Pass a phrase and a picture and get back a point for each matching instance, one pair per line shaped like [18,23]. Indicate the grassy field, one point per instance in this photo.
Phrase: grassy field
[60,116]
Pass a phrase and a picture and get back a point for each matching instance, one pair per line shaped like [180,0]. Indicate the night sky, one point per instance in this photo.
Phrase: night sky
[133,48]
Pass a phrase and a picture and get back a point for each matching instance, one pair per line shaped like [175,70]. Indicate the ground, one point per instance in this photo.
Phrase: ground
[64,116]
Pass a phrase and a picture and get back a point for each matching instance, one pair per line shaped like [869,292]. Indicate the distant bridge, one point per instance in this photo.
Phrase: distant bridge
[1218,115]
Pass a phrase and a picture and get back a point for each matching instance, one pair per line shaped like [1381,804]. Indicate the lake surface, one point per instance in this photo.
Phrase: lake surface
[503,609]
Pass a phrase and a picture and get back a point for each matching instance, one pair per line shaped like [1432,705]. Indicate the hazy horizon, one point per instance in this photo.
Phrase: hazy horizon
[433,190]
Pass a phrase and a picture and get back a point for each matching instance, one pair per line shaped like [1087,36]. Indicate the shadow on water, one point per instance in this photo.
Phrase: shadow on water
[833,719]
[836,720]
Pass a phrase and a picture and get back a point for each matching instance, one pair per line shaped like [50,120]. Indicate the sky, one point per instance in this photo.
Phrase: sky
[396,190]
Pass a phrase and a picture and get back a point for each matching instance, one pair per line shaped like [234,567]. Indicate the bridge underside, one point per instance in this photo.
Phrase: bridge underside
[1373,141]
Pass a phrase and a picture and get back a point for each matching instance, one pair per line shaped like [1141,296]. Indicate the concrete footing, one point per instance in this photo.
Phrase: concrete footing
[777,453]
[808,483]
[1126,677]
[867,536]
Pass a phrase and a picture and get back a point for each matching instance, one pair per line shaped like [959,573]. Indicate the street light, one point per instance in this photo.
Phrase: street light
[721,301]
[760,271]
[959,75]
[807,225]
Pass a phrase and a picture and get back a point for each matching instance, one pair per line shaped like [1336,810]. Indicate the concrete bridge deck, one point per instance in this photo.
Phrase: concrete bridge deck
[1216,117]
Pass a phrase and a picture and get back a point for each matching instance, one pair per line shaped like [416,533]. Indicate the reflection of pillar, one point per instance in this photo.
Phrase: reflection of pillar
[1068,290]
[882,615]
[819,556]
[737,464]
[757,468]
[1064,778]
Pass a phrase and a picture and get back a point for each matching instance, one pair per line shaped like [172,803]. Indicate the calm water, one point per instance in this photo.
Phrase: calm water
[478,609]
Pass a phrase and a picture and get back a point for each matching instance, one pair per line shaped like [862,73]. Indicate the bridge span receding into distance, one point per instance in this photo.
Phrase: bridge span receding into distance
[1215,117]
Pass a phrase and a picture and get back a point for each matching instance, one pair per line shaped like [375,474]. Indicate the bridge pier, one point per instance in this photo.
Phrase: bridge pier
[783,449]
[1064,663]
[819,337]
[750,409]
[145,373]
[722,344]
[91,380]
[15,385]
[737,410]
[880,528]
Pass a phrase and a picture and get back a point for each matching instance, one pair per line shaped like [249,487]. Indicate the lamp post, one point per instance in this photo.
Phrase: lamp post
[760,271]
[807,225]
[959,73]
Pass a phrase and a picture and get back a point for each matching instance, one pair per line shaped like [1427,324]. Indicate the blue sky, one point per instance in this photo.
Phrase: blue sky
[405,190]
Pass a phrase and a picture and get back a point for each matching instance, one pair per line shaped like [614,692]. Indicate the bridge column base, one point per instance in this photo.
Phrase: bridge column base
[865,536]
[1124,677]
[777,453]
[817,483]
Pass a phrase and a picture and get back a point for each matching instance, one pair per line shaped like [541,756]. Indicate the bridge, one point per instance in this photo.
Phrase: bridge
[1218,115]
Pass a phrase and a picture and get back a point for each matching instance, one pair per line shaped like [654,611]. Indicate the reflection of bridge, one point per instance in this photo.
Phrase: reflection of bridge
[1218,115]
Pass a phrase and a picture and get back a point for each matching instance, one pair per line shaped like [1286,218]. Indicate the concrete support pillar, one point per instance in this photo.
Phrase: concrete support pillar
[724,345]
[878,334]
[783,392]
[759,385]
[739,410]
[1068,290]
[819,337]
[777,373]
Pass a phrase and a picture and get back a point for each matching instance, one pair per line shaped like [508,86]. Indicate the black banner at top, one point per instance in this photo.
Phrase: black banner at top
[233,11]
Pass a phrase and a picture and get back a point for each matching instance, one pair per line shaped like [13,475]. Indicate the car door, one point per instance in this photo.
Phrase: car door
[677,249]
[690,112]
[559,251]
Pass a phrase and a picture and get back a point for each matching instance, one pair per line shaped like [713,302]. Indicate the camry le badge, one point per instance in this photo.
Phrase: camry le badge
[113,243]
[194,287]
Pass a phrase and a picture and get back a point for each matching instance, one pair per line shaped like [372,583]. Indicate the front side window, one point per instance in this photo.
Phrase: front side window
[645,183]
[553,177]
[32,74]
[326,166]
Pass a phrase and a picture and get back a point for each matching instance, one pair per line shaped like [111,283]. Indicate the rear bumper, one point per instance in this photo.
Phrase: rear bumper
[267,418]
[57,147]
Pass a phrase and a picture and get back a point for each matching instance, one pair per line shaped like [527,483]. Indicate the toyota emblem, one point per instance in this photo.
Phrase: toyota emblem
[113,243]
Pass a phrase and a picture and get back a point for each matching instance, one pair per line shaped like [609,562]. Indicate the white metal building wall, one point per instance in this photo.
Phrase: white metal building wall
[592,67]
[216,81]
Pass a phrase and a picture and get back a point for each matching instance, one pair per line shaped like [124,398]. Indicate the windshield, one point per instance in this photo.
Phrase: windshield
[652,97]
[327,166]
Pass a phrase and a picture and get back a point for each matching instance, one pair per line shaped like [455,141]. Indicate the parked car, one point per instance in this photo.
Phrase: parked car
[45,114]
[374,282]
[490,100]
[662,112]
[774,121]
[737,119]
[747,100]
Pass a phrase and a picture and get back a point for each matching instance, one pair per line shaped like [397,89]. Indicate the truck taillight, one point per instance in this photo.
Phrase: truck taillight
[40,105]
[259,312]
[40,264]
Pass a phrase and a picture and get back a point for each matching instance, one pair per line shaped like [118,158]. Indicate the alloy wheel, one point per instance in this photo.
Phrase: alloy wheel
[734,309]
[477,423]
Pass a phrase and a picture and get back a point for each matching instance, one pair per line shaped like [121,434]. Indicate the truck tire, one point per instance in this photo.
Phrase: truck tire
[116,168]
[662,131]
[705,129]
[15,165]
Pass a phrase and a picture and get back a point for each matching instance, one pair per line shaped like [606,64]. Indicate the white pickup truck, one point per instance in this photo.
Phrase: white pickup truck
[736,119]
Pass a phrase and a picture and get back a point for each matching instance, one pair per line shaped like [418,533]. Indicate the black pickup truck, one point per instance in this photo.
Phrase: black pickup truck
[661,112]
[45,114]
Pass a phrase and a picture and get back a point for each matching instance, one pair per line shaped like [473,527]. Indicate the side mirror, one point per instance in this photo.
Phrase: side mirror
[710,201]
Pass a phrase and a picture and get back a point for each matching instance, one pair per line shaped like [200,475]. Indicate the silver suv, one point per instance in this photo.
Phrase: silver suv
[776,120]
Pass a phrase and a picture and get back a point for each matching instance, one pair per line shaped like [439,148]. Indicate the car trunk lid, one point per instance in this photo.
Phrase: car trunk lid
● ● ● ● ●
→ WORK TO COMPLETE: Set down every record above exactly as given.

→ FULL RESPONSE:
Pass a phrase and a picture and get back a point for each matching instance, one pair per line shaped like [18,23]. Indicate the grassy field, one point per instance in this photo.
Phrase: grassy field
[60,116]
Pass a phrase and a picture and get back a point for each matching instance, one pair per line shaped like [180,0]. Indicate the night sky, one point per instance in this photo.
Phrase: night sky
[133,48]
Pass a phrase and a picture and get back a point for each matching instance, one pair per line shaped like [175,70]. Indicate the ground, one point per instance in this photo.
Phrase: ground
[64,116]
Pass a phrase and a picture and get back a point for each matching instance, one pair per line shaped like [869,292]. Indicate the distant bridge, one point per instance in this photo.
Phrase: distant bridge
[1218,115]
Pass a phrase and a picture and get back a point for each matching instance, one pair per line shaped like [1381,804]. Indicate the lake surface, one point per instance in this photo.
Phrase: lake surface
[503,609]
Pass a phrase and a picture and get back a point for each matching instance, one pair per line shaped like [1432,705]. Indicate the hazy horizon, one point per instance in this photo.
Phrase: hazy horizon
[433,190]
Pass a phrase and a picture and get back a point for each matching instance, one pair per line shaped like [1087,36]. Indicate the shadow on water, one point per instance in this photo.
Phrase: shadow on water
[833,719]
[836,720]
Pass a phrase and a picture and get back a point for each matching instance, one pair per line shaped like [50,120]. Indicate the sky, one point per instance in this photo.
Phrase: sky
[396,190]
Pass a phrase and a picture and get back a point for each matching instance, one pair per line shaped like [234,567]. Indicate the bridge underside, one point per instance in this photo.
Phrase: bridge underside
[1373,141]
Pass a phrase and a picture and get back a point for each matching instance, one pair per line shaped like [1141,296]. Indicate the concrete footing, one point per instance in this photo.
Phrase: concrete footing
[777,453]
[808,483]
[1126,677]
[867,536]
Pass a phrase and a picture and get back a point for each matching instance, one pair per line shaped like [959,573]. Indicate the street light, one point per instance in this photo.
Phrase: street light
[721,301]
[760,271]
[959,75]
[807,225]
Pass a phrase and a picture and get back a point for each matching instance, one pair per line shaped like [1336,810]. Indicate the concrete bridge deck, one point per instance in this photo.
Phrase: concrete bridge deck
[1216,117]
Pass a phrase and a picture and get back a point for each matching instance, one pair per line shaped like [416,533]. Indicate the reflection of pillar, one point per instance in this photo.
Phrase: reflection of pillar
[1068,290]
[882,615]
[819,556]
[737,464]
[757,468]
[1064,778]
Pass a phrase and a picture and get back a point for each matching instance, one pair per line shaped like [172,803]. Indicate the calm water, one point per instance in this photo.
Phrase: calm water
[478,609]
Pass a phrase and a picture and get back a point for each matching instance, one pair per line shaped like [862,73]. Indicate the bridge span receding into distance, one point per instance in this photo.
Phrase: bridge span receding into distance
[1215,117]
Pass a phrase and a picture and get back a point for each matching instance, one pair per line shaped like [375,474]. Indicate the bridge pier, one point per instance in this photo.
Phrase: bridge pier
[783,449]
[1064,663]
[819,337]
[750,409]
[145,373]
[722,344]
[91,380]
[15,385]
[737,410]
[880,528]
Pass a phrase and a picture and get back a point for each matching instance, one pair per line shaped like [249,487]. Indicate the lamp post, one point per instance in this photo.
Phrase: lamp post
[760,271]
[807,225]
[959,73]
Pass a phrase and a picture and get back a point for each matching instance, one pair per line shaped like [1427,324]. Indicate the blue sky, one point per instance in this photo.
Phrase: blue sky
[405,190]
Pass a phrase and a picture and get back a point for each matching instance, one pair per line shaped like [614,692]. Indicate the bridge column base, one point per instance in this photo.
Phrase: bridge column base
[865,536]
[1124,677]
[777,453]
[817,483]
Pass a phrase and a picture and get back a point for each matching instance, one pair per line shaped like [541,756]. Indicate the bridge, one point per instance in this photo.
Phrase: bridge
[1218,115]
Pass a phrase and a picture and get back a point for each matching instance, one pair per line shaped like [654,611]. Indicate the reflection of bridge, one point per instance in this photo.
Phrase: reflection of bridge
[1218,115]
Pass a phrase and a picture and get back a point for each matching instance, one pair per line shaped like [1286,218]. Indicate the concrete support pillar, one point per instance in this photo.
Phrase: concrete support pillar
[724,345]
[878,334]
[783,392]
[759,385]
[739,410]
[1068,290]
[819,337]
[777,373]
Pass a phrase and a picture and get back a point for each matching instance, one pair per line shaped like [508,86]. Indicate the black banner at top, one point per instance in this photo.
Phrase: black banner at top
[233,11]
Pass a phrase and a picture and get back a point for each matching instance, one pair per line shaped like [13,475]. Indicate the car door, one point per instance in this photo.
Phrase: car door
[677,249]
[690,112]
[559,251]
Pass a phrase and a picture and get back a point for each matching instance, one pair per line shaped like [713,302]. Indicate the camry le badge, one point per instance in this photo.
Phrase: camry le badge
[113,243]
[194,287]
Pass a phrase and a picture and get back a point for each matching instance, one pair per line shaped like [372,583]. Indicate the front side window, one point per instance in this photo.
Phrase: front side window
[645,183]
[553,177]
[32,74]
[326,166]
Pass a phrase and a picture and get back a point for each matching instance, one pair per line shaped like [111,283]. Indicate the rear bumper, one point per instance in this photo.
Phrase: rear bumper
[267,418]
[57,147]
Pass a phrase and a picture and get back a point for each matching instance, one pair per line shaped like [527,483]. Indicate the toyota emblem, one point per instance in this photo.
Phrase: toyota emblem
[113,243]
Pass a phrase and a picture and get back a point for each matching instance, one pair per line shaped like [609,562]. Indicate the white metal building wall, one point per instance in this photo.
Phrase: white metal building wall
[592,67]
[216,81]
Pass a phrase and a picture and get back a point for each matching instance, one pair per line shaped like [124,398]. Indicate the windshield, one point per instance in this photo.
Phrase: windshield
[652,97]
[327,166]
Pass a phrase and a picture and get back a point for each matching instance, one pair per line shaped like [455,141]. Indicate the parked car, one point per instance in this photo.
Phrase: parked car
[45,114]
[374,282]
[490,100]
[662,112]
[774,121]
[737,119]
[747,100]
Pass a phrase and a picture and get back a point for each matching instance, one pair per line shaped like [397,89]. Indicate the truck taillight, one point per instance in this photo.
Phrase: truck taillight
[40,105]
[259,312]
[40,264]
Pass a phrase and a picture and get back a point for each matching instance, one pair per line shaped like [118,158]. Indicate the alloy wheel, one point per instance in this photo.
Phrase: alloy wheel
[734,309]
[477,423]
Pass a phrase and a picture and get back a point for each matching instance, one pair per line shaped like [121,434]. Indicate the truck tire, one point per instance in this photo.
Phrase: truck tire
[116,168]
[662,131]
[705,129]
[15,165]
Pass a phrase and a picture and get back a point for each matching instance, one pair per line shaped like [606,64]. Indicate the white pickup truck, one point per instance in this photo.
Phrase: white pickup truck
[736,119]
Pass a phrase and a picture and get back a point for each matching instance, one pair per line shaped like [418,533]. Indicate the black pickup truck, one point per instance in this photo.
Phrase: black pickup truck
[661,112]
[45,114]
Pass a phrase and a picture and get back a point for each matching instance, one pair per line shaped like [473,527]. Indicate the side mirror, one point per instance in this photo.
Phrase: side mirror
[710,201]
Pass a phrase and a picture and get back a point for each matching instance, one pair per line shaped like [200,475]. Indicate the silver suv, one point per instance in this photo.
Phrase: silver suv
[776,120]
Pass a phrase and a picture and get back a point for each matching instance, one pair per line shaped like [439,148]. Indicate the car trunk lid, one point per instance in this photo.
Phrase: car trunk lid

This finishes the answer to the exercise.